** Begin TEXT SHOWN **

Online calibration with neutral pions
The details of the π
0→γγ method for the ECAL calibration as well as the description of its implementation within the
KaliCalo package can be found in the internal notes:
At first run
To run the calibration within the online framework one needs to have an online account. To get it contact
lbonsupp@cern.ch. For the test run login to a plus node
$> ssh -Y lxplus
$> ssh -Y lbgw
$> ssh -Y plus
and setup the build environment as shown
here 
.
lb-dev AlignmentOnline v11r0
cd AlignmentOnlineDev_v11r0
getpack PRConfig head
cd PRConfig
ln -s . v1r999
Besides the PRConfig one needs to get the
KaliOnline
cd $User_release_area/AlignmentOnlineDev_v11r0
getpack AlignmentOnline/PyKaliOnline head
cd AlignmentOnline/PyKaliOnline/python/PyKaliOnline
Note: if “getpack” requests for a password, try getpack -p anonymous
AlignmentOnline/PyKaliOnline head
Put the scripts necessary for the offline tests into appropriate places
cp offline_tests/* .

** End TEXT SHOWN **
** Begin RAW DATA **

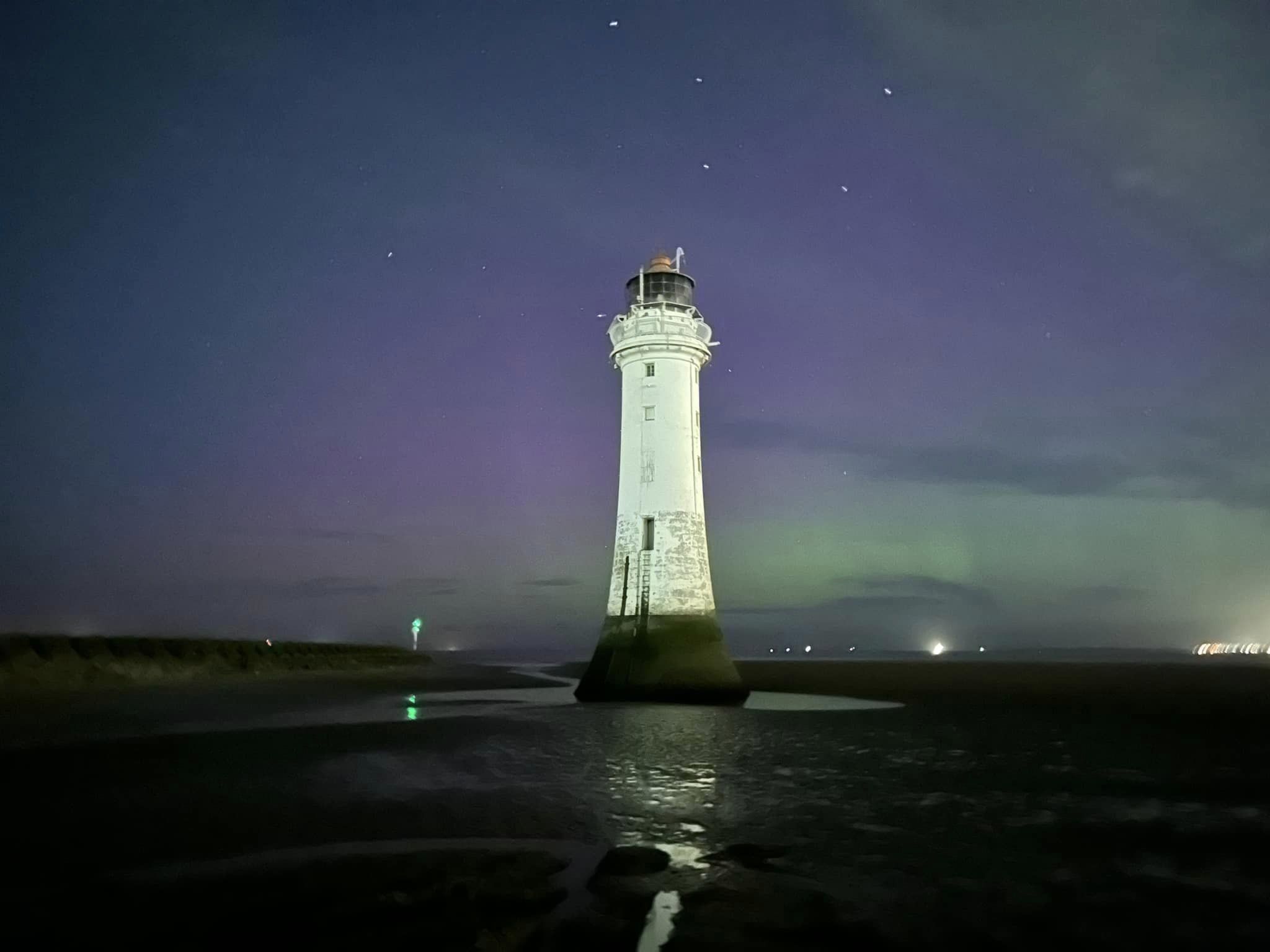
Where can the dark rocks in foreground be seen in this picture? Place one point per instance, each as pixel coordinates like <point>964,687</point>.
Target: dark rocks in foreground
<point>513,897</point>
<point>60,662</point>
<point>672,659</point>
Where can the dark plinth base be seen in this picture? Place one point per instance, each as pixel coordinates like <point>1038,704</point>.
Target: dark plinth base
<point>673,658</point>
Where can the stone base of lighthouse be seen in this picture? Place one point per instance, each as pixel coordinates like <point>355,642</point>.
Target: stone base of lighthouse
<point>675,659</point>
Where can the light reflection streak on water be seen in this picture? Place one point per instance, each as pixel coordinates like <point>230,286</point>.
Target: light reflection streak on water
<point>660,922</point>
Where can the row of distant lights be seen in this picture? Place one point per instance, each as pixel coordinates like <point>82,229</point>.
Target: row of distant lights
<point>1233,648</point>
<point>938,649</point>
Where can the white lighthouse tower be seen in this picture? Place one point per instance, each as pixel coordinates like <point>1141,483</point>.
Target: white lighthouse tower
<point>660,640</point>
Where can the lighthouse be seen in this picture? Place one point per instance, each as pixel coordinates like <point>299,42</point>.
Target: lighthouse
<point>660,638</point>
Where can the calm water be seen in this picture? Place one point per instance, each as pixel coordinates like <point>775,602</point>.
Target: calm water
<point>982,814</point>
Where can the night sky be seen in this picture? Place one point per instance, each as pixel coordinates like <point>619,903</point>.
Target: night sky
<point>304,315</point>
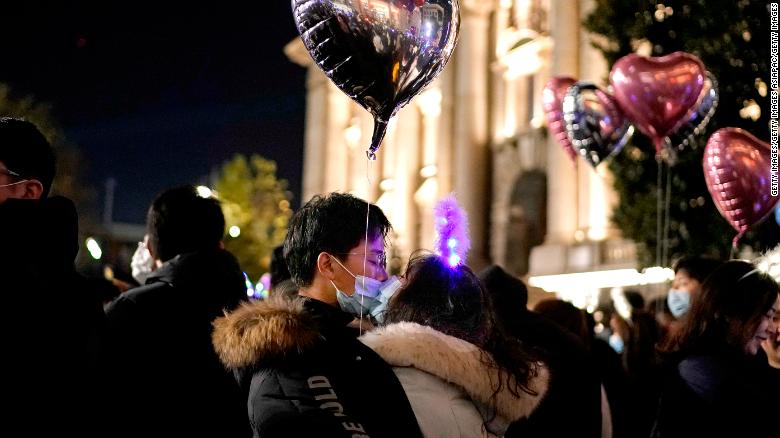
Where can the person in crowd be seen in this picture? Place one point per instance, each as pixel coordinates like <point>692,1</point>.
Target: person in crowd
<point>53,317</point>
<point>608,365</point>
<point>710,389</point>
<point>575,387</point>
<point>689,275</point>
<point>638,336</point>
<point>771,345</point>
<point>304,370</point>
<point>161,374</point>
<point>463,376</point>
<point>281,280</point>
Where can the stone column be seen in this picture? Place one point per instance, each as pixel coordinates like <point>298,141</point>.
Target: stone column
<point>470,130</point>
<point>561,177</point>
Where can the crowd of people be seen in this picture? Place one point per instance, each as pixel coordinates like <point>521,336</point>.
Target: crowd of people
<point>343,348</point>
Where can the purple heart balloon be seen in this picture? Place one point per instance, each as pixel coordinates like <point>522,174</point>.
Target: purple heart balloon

** End RAW DATA **

## CHALLENGE 1
Please list every host that the neutral-pion calibration page connects to with the ssh -Y command, in the order they appear.
## CHALLENGE 2
Proceed with the neutral-pion calibration page from the point at which it stops.

## RESPONSE 1
lxplus
lbgw
plus

## RESPONSE 2
cp -rf offline_tests/CalibTests ../../../../PRConfig/python/.
mv offline_tests/KaliOnlineTest.py ../../../../PRConfig/scripts/.
rm -rf offline_tests/
One would also need a local copy of Brunel and
DaVinci
cd $User_release_area
lb-dev Brunel v50r1
cd BrunelDev_v50r1
make configure
make -j 5 install
cd ../
lb-dev DaVinci v40r1p3
cd DaVinciDev_v40r1p3
make configure
make -j 5 install
Don't forget to compile
cd $User_release_area/AlignmentOnlineDev_v11r0
make configure
make -j 5 install
Before running a test create a working directory, for example
mkdir /home/your_user_name/tests
And get some data. A small sample of test data files is located on hlte0902 at /localdisk/hlt1/test_align (copy it to a locally available working directory)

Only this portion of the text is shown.